**EXTRACT**
####################

Writing Discipline

I had a very interesting Twitter conversation the other day about flash fiction, and the skills needed to write it. It’s such a great thing, Twitter, not only for connecting people, but also for allowing users to engage in conversations like this one, which turn out to be so useful. I’ve been wondering all week, ever since this Twitter discussion, about the discipline of writing, and whether the skills you gain from one ‘style’ of writing are always easily applicable to other styles.

Words are words, of course, and writing is – basically – writing. But I’m not sure it’s as simple as that.

####################

**EXERCISE A**
Copy the passage of the writing discipline post from "I had a very" up to and including "simple as that.".

####################

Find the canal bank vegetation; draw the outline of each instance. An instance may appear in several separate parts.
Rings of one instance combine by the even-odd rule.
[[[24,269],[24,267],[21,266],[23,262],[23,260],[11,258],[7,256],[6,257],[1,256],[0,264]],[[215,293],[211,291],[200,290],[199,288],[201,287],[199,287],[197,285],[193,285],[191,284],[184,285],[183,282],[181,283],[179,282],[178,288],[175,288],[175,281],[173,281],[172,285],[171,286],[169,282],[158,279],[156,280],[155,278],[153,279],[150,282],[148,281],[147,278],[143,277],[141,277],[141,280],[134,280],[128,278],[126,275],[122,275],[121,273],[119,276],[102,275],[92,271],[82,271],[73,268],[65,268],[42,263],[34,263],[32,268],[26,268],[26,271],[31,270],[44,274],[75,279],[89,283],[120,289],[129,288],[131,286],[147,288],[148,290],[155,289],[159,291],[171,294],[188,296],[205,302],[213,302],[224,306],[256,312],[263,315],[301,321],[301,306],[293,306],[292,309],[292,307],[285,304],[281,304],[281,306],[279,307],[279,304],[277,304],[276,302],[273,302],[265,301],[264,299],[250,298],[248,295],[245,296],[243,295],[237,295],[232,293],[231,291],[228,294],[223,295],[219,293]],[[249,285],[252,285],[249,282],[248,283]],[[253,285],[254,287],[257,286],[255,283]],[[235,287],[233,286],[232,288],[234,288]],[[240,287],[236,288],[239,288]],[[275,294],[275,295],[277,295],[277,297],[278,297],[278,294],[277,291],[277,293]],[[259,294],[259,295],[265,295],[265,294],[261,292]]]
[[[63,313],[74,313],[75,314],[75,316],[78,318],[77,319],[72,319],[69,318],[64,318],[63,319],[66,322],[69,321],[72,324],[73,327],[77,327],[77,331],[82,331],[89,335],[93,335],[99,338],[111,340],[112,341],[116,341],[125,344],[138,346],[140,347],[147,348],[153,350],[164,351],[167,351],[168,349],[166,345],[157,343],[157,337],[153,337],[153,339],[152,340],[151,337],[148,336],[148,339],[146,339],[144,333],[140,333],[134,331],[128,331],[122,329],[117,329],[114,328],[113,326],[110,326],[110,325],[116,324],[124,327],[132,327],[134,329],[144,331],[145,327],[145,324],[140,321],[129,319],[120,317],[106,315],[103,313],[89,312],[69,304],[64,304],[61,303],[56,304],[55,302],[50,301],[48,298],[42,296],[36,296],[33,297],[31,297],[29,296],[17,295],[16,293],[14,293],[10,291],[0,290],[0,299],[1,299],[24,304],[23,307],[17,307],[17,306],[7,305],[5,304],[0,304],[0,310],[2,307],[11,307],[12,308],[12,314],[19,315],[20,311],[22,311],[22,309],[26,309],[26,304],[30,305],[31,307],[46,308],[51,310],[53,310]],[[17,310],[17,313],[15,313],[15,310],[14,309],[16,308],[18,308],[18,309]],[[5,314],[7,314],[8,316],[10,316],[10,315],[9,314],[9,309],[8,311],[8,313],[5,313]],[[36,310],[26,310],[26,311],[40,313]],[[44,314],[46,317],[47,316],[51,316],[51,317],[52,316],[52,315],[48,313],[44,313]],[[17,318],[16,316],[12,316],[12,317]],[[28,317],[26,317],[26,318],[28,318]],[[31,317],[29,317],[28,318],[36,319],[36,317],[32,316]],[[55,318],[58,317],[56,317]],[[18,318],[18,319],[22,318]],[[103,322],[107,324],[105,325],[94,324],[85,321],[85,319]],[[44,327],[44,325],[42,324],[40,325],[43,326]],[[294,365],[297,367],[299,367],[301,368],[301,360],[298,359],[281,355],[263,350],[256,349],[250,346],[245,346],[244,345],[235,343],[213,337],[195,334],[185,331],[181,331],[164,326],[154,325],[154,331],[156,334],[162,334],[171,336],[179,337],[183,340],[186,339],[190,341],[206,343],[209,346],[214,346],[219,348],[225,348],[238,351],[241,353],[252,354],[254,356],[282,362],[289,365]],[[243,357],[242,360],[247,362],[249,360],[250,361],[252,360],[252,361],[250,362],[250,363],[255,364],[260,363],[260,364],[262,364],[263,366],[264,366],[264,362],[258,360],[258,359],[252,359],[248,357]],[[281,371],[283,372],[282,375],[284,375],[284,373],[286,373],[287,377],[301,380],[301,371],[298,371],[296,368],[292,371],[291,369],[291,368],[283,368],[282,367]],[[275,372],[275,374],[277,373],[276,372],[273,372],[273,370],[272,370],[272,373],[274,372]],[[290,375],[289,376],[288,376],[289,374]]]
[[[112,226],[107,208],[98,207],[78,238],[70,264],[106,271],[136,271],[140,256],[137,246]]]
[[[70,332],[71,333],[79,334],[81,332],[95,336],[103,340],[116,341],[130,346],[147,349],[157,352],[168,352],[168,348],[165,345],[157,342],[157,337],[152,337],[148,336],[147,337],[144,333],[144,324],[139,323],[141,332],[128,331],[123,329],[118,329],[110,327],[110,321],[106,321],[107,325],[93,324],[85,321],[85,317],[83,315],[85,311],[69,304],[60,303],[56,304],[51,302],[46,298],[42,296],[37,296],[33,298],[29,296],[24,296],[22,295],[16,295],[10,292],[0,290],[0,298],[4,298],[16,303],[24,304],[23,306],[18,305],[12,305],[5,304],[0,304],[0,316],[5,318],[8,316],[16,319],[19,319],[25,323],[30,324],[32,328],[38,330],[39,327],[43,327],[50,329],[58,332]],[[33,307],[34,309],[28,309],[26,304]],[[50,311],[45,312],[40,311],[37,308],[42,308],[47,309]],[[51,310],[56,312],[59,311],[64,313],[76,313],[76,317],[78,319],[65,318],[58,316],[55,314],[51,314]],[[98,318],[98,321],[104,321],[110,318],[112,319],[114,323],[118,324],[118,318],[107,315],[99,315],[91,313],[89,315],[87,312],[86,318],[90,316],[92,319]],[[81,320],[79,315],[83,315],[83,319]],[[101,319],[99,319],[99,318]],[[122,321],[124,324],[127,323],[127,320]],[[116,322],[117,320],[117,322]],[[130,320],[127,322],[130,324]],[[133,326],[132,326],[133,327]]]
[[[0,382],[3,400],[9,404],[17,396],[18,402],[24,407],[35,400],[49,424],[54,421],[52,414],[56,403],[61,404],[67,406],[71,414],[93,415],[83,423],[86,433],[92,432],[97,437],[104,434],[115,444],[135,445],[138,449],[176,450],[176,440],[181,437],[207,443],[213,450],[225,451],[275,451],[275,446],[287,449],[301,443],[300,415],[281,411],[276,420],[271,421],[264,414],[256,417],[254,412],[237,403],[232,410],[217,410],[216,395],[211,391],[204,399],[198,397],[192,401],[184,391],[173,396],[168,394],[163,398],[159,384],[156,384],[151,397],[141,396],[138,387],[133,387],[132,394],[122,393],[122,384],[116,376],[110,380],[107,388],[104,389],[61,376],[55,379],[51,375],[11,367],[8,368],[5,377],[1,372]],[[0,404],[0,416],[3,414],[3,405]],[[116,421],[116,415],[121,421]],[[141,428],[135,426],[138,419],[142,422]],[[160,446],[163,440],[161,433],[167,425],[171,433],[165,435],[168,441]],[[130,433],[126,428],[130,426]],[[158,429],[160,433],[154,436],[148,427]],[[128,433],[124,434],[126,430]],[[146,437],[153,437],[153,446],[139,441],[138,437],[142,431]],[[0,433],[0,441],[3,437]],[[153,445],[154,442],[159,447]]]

####################

**EXERCISE B**
Arrange the listing lines from its first line up to and including the line with "Rings of one" as a JSON list of strings, one string per line, leaving out blank lines.

**FINAL ANSWER A**
I had a very interesting Twitter conversation the other day about flash fiction, and the skills needed to write it. It’s such a great thing, Twitter, not only for connecting people, but also for allowing users to engage in conversations like this one, which turn out to be so useful. I’ve been wondering all week, ever since this Twitter discussion, about the discipline of writing, and whether the skills you gain from one ‘style’ of writing are always easily applicable to other styles.

Words are words, of course, and writing is – basically – writing. But I’m not sure it’s as simple as that.

**FINAL ANSWER B**
[
  "Find the canal bank vegetation; draw the outline of each instance. An instance may appear in several separate parts.",
  "Rings of one instance combine by the even-odd rule."
]